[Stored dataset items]
---------------

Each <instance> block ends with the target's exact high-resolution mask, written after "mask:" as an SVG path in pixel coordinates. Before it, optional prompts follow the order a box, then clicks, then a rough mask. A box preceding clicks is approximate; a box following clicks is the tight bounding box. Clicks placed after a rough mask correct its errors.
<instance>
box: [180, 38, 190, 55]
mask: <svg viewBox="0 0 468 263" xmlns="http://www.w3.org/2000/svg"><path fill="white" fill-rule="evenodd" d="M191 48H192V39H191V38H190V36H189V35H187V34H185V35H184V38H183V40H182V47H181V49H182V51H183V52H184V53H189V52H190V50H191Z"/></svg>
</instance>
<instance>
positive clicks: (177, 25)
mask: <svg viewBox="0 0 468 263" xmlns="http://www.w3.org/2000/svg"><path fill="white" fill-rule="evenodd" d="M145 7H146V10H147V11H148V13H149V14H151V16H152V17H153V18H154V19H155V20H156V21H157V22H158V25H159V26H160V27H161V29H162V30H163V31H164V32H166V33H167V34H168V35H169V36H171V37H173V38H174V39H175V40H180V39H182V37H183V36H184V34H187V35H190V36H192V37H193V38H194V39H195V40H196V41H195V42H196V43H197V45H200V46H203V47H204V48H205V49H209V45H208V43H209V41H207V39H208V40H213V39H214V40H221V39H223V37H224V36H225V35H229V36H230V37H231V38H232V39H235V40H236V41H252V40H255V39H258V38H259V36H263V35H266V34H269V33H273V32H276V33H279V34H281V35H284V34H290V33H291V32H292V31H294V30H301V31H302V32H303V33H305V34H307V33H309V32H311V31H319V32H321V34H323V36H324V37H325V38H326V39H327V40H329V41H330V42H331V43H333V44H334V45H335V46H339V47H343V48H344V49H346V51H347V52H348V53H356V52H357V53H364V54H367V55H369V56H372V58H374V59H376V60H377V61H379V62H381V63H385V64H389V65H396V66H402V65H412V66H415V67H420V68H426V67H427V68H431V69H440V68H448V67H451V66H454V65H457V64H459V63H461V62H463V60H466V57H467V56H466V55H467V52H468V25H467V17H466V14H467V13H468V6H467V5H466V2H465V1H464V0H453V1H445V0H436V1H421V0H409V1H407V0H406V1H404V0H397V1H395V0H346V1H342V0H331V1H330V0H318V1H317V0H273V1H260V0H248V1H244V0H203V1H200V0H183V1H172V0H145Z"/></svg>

---------------

» **Prompt**
Each record above is to be reproduced word for word.

» **Answer box**
Each <instance> block ends with the target's exact high-resolution mask, written after "mask:" as an SVG path in pixel coordinates. Before it, optional prompts follow the order a box, then clicks, then a rough mask. A box preceding clicks is approximate; a box following clicks is the tight bounding box. Clicks placed after a rough mask correct its errors.
<instance>
box: [180, 38, 190, 55]
mask: <svg viewBox="0 0 468 263" xmlns="http://www.w3.org/2000/svg"><path fill="white" fill-rule="evenodd" d="M191 48H192V39H191V38H190V36H189V35H187V34H185V35H184V38H183V40H182V47H181V49H182V51H183V52H184V53H189V52H190V50H191Z"/></svg>
</instance>
<instance>
positive clicks: (177, 25)
mask: <svg viewBox="0 0 468 263" xmlns="http://www.w3.org/2000/svg"><path fill="white" fill-rule="evenodd" d="M145 7H146V10H147V11H148V13H149V14H151V16H152V17H153V18H154V19H155V20H156V21H157V22H158V25H159V26H160V27H161V29H162V30H163V31H164V32H166V33H167V34H168V35H169V36H171V37H173V38H174V39H175V40H180V39H182V37H183V36H184V34H187V35H190V36H192V37H193V38H194V39H195V40H196V41H195V42H196V43H197V45H200V46H203V47H204V48H205V49H209V45H208V43H209V41H207V39H208V40H213V39H214V40H221V39H223V37H224V36H225V35H229V36H230V37H231V38H232V39H235V40H236V41H252V40H255V39H258V38H259V36H263V35H266V34H269V33H273V32H276V33H279V34H281V35H284V34H290V33H291V32H292V31H294V30H301V31H302V32H303V33H305V34H307V33H309V32H311V31H319V32H321V34H323V36H324V37H325V38H326V39H327V40H329V41H330V42H331V43H333V44H334V45H335V46H339V47H343V48H344V49H346V51H347V52H348V53H356V52H357V53H364V54H367V55H369V56H372V58H374V59H376V60H377V61H379V62H381V63H385V64H389V65H396V66H402V65H412V66H415V67H420V68H426V67H427V68H431V69H440V68H448V67H451V66H454V65H457V64H459V63H461V62H463V60H466V57H467V56H466V55H467V52H468V25H467V17H466V14H467V13H468V6H467V5H466V2H465V1H464V0H453V1H445V0H436V1H421V0H409V1H407V0H406V1H404V0H397V1H395V0H346V1H342V0H331V1H330V0H318V1H317V0H273V1H260V0H248V1H244V0H203V1H200V0H183V1H172V0H145Z"/></svg>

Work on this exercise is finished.